* [EXERCISE DESCRIPTION] Which lines below contain the word "street"? Pick out each one and copy it in full.

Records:
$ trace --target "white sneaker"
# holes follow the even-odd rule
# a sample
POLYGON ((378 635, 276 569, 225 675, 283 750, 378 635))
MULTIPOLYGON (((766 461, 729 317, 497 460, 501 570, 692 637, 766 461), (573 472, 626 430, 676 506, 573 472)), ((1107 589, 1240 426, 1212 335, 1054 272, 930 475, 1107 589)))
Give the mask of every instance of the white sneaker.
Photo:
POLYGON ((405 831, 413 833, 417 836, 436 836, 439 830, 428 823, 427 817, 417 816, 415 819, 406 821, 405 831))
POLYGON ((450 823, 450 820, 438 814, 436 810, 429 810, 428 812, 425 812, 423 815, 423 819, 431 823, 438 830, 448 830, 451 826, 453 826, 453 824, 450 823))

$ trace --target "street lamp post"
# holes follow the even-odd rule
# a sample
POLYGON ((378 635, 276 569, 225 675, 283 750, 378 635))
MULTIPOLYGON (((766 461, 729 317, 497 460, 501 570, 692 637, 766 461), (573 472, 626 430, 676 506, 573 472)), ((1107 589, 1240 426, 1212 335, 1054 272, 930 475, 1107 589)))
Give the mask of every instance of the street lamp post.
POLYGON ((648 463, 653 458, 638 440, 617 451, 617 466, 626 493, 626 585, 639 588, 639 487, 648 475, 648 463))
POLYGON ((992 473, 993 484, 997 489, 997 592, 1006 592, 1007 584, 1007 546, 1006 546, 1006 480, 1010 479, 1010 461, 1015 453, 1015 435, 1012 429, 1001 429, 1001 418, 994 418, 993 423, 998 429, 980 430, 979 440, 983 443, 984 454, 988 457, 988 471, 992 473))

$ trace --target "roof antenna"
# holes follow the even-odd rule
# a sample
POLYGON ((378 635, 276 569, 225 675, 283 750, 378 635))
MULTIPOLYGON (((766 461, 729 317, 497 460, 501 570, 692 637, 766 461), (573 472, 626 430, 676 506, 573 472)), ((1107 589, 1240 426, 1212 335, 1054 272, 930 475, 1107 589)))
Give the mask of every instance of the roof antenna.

* [EXERCISE ANSWER]
$ trace --target "street lamp post"
Give the mask of every instance of the street lamp post.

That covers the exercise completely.